Supplied records:
***

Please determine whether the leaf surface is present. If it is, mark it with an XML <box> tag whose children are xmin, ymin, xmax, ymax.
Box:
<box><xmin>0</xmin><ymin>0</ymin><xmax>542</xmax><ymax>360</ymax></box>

***

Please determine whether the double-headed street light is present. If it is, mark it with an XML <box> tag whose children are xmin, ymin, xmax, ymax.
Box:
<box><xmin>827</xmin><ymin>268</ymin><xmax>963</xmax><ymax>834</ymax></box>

***

Exercise prompt:
Copy out each line of the data above that contains the string "xmin". Case matters.

Task answer:
Please determine whether the leaf surface is present. If it is, mark it with an XML <box> tag whose children are xmin, ymin, xmax, ymax.
<box><xmin>0</xmin><ymin>0</ymin><xmax>542</xmax><ymax>360</ymax></box>
Please determine whether the double-headed street light is present. If it is, mark it with an XML <box> tag whose children are xmin, ymin, xmax, ymax.
<box><xmin>827</xmin><ymin>268</ymin><xmax>963</xmax><ymax>834</ymax></box>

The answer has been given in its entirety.